● **PASSAGE**

I have filed the attached comments on behalf of Centers for Better Insurance in response to Treasury’s Notice appearing at 89 FR 19639 (March 19, 2024) seeking comments in advance of its 2024 Report on the Effectiveness of the Terrorism Risk Insurance Program.

Executive Summary

1. An analysis of the data provided by Treasury in the 2022 TRIP Effectiveness Report suggests that 30% of insurance (as measured by direct earned premium) currently subject to the program could be removed from the program without any impact on the availability or affordability of coverage for terrorism losses. Treasury should identify the sublines in which terrorism coverage is so low risk it is being given away for free and eliminate those sublines from the program.

● **DATA BLOCK**
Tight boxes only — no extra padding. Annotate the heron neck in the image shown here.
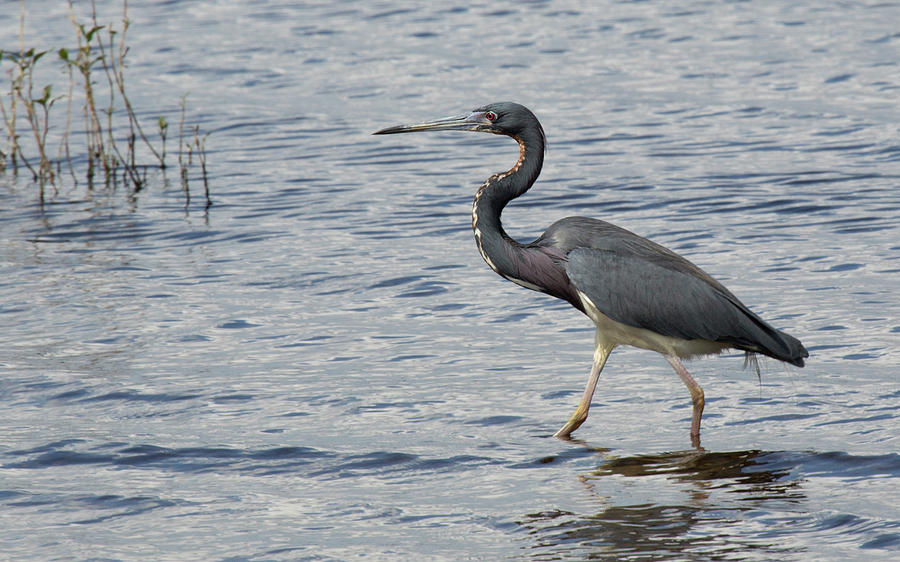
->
[472,135,544,276]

● **OBJECTIVE**
Reproduce the passage from the comments on the Terrorism Risk Insurance Program from "1. An analysis" up to and including "from the program.". The data stands apart from the comments on the Terrorism Risk Insurance Program.

● **REPLY TO THE EXERCISE**
1. An analysis of the data provided by Treasury in the 2022 TRIP Effectiveness Report suggests that 30% of insurance (as measured by direct earned premium) currently subject to the program could be removed from the program without any impact on the availability or affordability of coverage for terrorism losses. Treasury should identify the sublines in which terrorism coverage is so low risk it is being given away for free and eliminate those sublines from the program.